Input rows:
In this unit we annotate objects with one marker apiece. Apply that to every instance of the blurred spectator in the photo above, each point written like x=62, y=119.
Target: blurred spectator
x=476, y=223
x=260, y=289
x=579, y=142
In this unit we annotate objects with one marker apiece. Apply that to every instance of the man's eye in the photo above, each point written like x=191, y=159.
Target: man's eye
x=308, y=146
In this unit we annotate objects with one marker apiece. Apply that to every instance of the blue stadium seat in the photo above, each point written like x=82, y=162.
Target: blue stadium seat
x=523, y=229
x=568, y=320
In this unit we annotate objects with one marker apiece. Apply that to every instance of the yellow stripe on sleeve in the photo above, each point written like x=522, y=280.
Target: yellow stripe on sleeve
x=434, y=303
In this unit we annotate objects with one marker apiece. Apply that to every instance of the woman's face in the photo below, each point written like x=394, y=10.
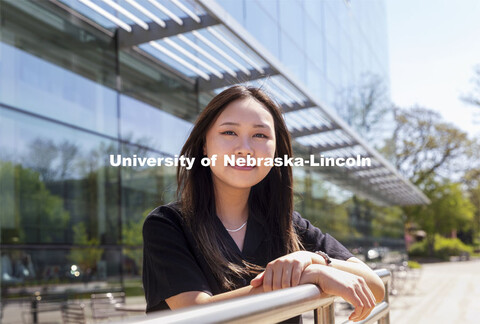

Problem:
Transcribe the items above verbatim, starting at the first line and ending after the line containing "x=579, y=142".

Final result:
In this unit we annotate objects with one marker apiece. Apply that to every instance of the blurred spectator in the photo above, each point written like x=62, y=119.
Target: blurred spectator
x=476, y=223
x=260, y=289
x=579, y=142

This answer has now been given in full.